▶ _Extract to read_:
◆ ◆ ◆
An image forming apparatus prints an image on a print medium transferred along a transfer path by a transfer roller. For example, an electrophotographic image forming apparatus scans a photoconductor charged with a uniform electric potential to form an electrostatic latent image, and supplies toner to the electrostatic latent image to form a toner image on the photoconductor. The toner image is transferred to a print medium which is transferred along a transfer path. When the print medium passes through a fixing portion, the toner image is fixed to the print medium as a permanent image by heat and pressure.

The image forming apparatus includes a guide structure that guides the print medium to be transferred smoothly along the transfer path. The guide structure has a certain gap from adjacent components in view of manufacturing tolerances, transfer of a print medium, or transfer of a toner image.

However, a step (or height difference) may occur due to the gap, which may affect the transfer path of the print medium.

BRIEF DESCRIPTION OF THE DRAWINGS

FIG. 1 is a configuration diagram of an example of an image forming apparatus according to an example.

FIG. 2 is a view for explaining an operation of a transfer unit of an image forming apparatus according to an example.

FIG. 3 is an enlarged view of portion A of the example of FIG. 2.

FIG. 4 is an enlarged view of portion B of the example of FIG. 2.

FIG. 5 is a view of an example for explaining a phenomenon in which vibration of a print medium affects a toner image.

FIGS. 6 and 7 are photographs showing an example of an appearance of an effect on a toner image.

FIG. 8A is a view for explaining an example of a movement guide structure.

FIG. 8B is a view for explaining an example of a state in which a thick print medium passes through the movement guide structure of FIG. 8A.

FIG. 9 is an example of a view for explaining a state in which a thick print medium passes through a guide structure.

FIG. 10 is a photograph showing an example of a recorded image formed on a thick print medium.

FIG. 11A is a view for explaining an operation of a movement guide structure in an image forming apparatus according to an example.

FIG. 11B is an enlarged view of a portion of the example of FIG. 11A.

FIG. 12A is a view for explaining an operation of a movement guide structure when a general print medium passes through an image forming apparatus according to an example.

FIG. 12B is an enlarged view of a portion of the example of FIG. 12A.

FIG. 13A is a view for explaining an operation of a movement guide structure when a thick print medium passes through an image forming apparatus according to an example.

FIG. 13B is an enlarged view of a portion of the example of FIG. 13A.

FIG. 14 is a partial perspective view for explaining a structure in which a movement guide structure moves in synchronization with movement of a transfer roller in an image forming apparatus according to an example.

FIG. 15 is an example of a view for explaining operations of a transfer roller, a connecting link, and a movement guide structure in the image forming apparatus of FIG. 14.

FIG. 16 is an example of a view for explaining operations of a transfer roller, a connecting link, and a movement guide structure when a general print medium is introduced into a transfer nip of the image forming apparatus of FIG. 15.

FIG. 17 is an example of a view for explaining operations of a transfer roller, a connecting link, and a movement guide structure when a thick print medium is introduced into a transfer nip of the image forming apparatus of FIG. 15.

FIG. 18A and FIG. 18B are views for describing movement guide structures according to another example.
◆ ◆ ◆
▶ _Items_:
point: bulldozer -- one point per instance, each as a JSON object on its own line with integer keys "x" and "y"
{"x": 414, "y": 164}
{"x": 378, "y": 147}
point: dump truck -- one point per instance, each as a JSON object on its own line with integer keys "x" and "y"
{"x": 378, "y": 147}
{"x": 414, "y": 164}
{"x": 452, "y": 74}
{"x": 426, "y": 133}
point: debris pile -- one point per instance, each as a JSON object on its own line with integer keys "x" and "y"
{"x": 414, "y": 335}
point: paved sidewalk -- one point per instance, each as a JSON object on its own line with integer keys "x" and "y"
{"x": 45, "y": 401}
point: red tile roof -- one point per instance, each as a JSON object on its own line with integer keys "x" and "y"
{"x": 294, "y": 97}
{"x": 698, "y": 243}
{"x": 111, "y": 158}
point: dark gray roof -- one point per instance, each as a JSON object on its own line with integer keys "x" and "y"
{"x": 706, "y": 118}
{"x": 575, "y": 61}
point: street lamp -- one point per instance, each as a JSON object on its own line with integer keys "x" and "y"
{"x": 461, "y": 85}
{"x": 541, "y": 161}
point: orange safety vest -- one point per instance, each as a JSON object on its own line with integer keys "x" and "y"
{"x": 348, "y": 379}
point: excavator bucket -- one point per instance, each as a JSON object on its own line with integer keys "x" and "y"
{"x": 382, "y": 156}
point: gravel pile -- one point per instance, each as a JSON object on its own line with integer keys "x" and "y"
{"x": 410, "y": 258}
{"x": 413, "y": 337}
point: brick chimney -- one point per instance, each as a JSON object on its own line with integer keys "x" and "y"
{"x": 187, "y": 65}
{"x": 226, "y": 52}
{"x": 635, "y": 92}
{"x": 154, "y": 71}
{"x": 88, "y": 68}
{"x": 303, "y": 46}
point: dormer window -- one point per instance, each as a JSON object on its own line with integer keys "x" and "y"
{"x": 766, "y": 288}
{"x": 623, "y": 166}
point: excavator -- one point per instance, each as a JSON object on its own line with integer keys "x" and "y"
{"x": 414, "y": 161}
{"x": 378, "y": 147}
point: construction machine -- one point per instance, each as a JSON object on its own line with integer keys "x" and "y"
◆ ◆ ◆
▶ _Jobs_:
• a. Copy the passage about the image forming apparatus between "FIG. 8B is a" and "of FIG. 12A.", inclusive.
• b. Arrange the lines of the listing as a numbered list, from the line holding "point: orange safety" through the end of the listing, inclusive, leaving out blank lines.

▶ _Answers to the problems_:
• a.
FIG. 8B is a view for explaining an example of a state in which a thick print medium passes through the movement guide structure of FIG. 8A.

FIG. 9 is an example of a view for explaining a state in which a thick print medium passes through a guide structure.

FIG. 10 is a photograph showing an example of a recorded image formed on a thick print medium.

FIG. 11A is a view for explaining an operation of a movement guide structure in an image forming apparatus according to an example.

FIG. 11B is an enlarged view of a portion of the example of FIG. 11A.

FIG. 12A is a view for explaining an operation of a movement guide structure when a general print medium passes through an image forming apparatus according to an example.

FIG. 12B is an enlarged view of a portion of the example of FIG. 12A.

• b.
1. point: orange safety vest -- one point per instance, each as a JSON object on its own line with integer keys "x" and "y"
2. {"x": 348, "y": 379}
3. point: excavator bucket -- one point per instance, each as a JSON object on its own line with integer keys "x" and "y"
4. {"x": 382, "y": 156}
5. point: gravel pile -- one point per instance, each as a JSON object on its own line with integer keys "x" and "y"
6. {"x": 410, "y": 258}
7. {"x": 413, "y": 337}
8. point: brick chimney -- one point per instance, each as a JSON object on its own line with integer keys "x" and "y"
9. {"x": 187, "y": 65}
10. {"x": 226, "y": 52}
11. {"x": 635, "y": 92}
12. {"x": 154, "y": 71}
13. {"x": 88, "y": 68}
14. {"x": 303, "y": 46}
15. point: dormer window -- one point per instance, each as a JSON object on its own line with integer keys "x" and "y"
16. {"x": 766, "y": 288}
17. {"x": 623, "y": 166}
18. point: excavator -- one point per instance, each as a JSON object on its own line with integer keys "x" and "y"
19. {"x": 414, "y": 161}
20. {"x": 378, "y": 147}
21. point: construction machine -- one point per instance, each as a JSON object on its own line with integer keys "x" and "y"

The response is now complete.